*Selected extract*

Mara Verheyden-Hilliard
Mara Verheyden-Hilliard Title constitutional rights lawyer
Bio
From her Netroots profile:[1],[2]
- "Mara Verheyden-Hilliard is Co-Founder and Executive Director of the Partnership for Civil Justice Fund (PCJF), where she also directs its project, the Center for Protest Law & Litigation. As a civil rights and constitutional rights litigator, Mara focuses on complex trial and appellate litigation, particularly concentrated in the areas of free speech, assembly, and other protected First Amendment activity and its intersection with Fourth Amendment rights. Her work is grounded in partnership with the activists and communities she serves. During her more than 25 years of practice, Mara has represented numerous political activists and organizations involved in the environmental, racial, and social justice movements, extending from grassroots community members to well-known personalities and activists. Litigating constitutional rights cases nationwide, including being certified as lead class counsel, Mara has won landmark changes in law and police practices in the handling of free speech activities, as well as securing tens of millions of dollars in damages for persons and organizations who have suffered deprivation of fundamental rights. Mara received her B.A. from Hampshire College and her J.D. from Columbia University Law School.
Pro-Hamas Letter
In the wake of a terror attack by Hamas on Israel on October 7, 2023, Harvard University students signed an open letter blaming Israel. After the students received negative media coverage, the ANSWER Coalition jumped to their defense in an open letter titled: "Open letter against intimidation at Harvard: Defend the freedom to speak in support of Palestine!" Mara Verheyden-Hilliard signed the letter. Excerpt:[3]
- We stand together against the racist harassment and demonization of Pro-Palestine student activists at Harvard and elsewhere across the country. These attacks are designed to intimidate, weaken, and silence people's right to speak out in support of the Palestinian people's struggle against occupation and apartheid. Their educational and professional futures are being threatened and right wing political operatives have even rented a TV truck to drive around campus displaying the students' faces. Some are even receiving death threats..."
Solidarity with North Korea
Larry Holmes, Workers World Party’s first secretary, led a three-person, party delegation to the Democratic People’s Republic of Korea at the end of July, 2013. The DPRK was celebrating the 60th anniversary of the end of the Korean War.
According to Holmes: "We were not the only ones from the U.S. There was a delegation from the Socialist Workers Party. Progressive attorneys Ramsey Clark and Mara Verheyden-Hilliard were there, as was the ANSWER Coalition. [4]
National Lawyers Guild
The 2009 National Executive Committee of the National Lawyers Guild included Mara Verheyden-Hilliard, Committee Representative, Mass Defense, Washington, DC.[5]
National Conference on Socialism
The Party for Socialism and Liberation held a National Conference on Socialism, December 6-7, 2008 in Los Angeles, CA.
The International Solidarity Session was chaired by Ena Valladares (Los Angeles), Kerbie Joseph (New York City), and Javier Lavoe (New York City) and featured a presentation by former U.S. Attorney General Ramsey Clark.

*Entries provided*
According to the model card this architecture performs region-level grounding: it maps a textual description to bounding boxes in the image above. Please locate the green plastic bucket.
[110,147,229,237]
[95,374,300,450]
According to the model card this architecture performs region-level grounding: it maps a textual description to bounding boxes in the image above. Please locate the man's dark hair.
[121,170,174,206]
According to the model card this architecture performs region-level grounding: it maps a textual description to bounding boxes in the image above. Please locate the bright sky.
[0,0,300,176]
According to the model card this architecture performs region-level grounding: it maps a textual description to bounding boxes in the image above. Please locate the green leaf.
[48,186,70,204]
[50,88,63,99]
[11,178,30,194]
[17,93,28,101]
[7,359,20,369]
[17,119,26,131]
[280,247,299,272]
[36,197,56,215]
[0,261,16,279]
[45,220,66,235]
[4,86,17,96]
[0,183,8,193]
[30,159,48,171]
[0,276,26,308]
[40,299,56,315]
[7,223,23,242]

*Objective 1*
How would the sentence "The DPRK was celebrating the 60th anniversary of the end of the Korean War." from the Mara Verheyden-Hilliard profile read in Spanish?
*Objective 2*
Can you carry on the Mara Verheyden-Hilliard profile from the point where it stops?

*Exercise response 1*
La RPDC celebraba el 60.º aniversario del fin de la Guerra de Corea.

*Exercise response 2*
Speaking on the plenary were;
- Yousef Abudayyeh, National Coordinator, Free Palestine Alliance
- Christine Araquel, Chair, KmB Pro-People Youth and Secretary General, Alliance for Just and Lasting Peace in the Philippines
- Jollene Levid, Secretary General, GabriPela Network U.S.
- Sarah Sloan, Party for Socialism and Liberation
- Sakoda Hidefumi, International Affairs Department, Japanese Communist League
- Mara Verheyden-Hilliard, Attorney and Co-Founder, Partnership for Civil Justice
- Miguel Edgardo Mira Lopez, Director, Center for the Study of Investment and Commerce and leader of the Movement for Peace and Social Justice in El Salvador
- Berny Moto, FMLN - Los Angeles
- Ben Becker, Managing Editor, Liberation Newspaper
- Muna Coobtee, Party for Socialism and Liberation and National Council of Arab Americans
- Jim Lafferty, Executive Director, National Lawyers Guild - Los Angeles
- Marcella Daneshinia, Party for Socialism and Liberation
- Proving Ground, a Marxist multimedia performance piece
Statements were read by Jennifer Zaldana from the Communist Party of Cuba (PCC), Communist Party of the Peoples of Spain (PCPE), and the People’s Socialist Party of Mexico (PPSD).[6]
"NO WAR, NO WAY"
Jan 19, 2003, ANSWER brought together an impressive array of speakers at two rallies—one that began at 11 a.m. in the sprawling National Mall, and a concluding rally at the Washington Shipyard.
Moonanum James, co-chair of United American Indians of New England and a Vietnam-era veteran, opened the rally by connecting the U.S. government’s ongoing racist war against Native peoples with their preparations for a racist war against Iraq.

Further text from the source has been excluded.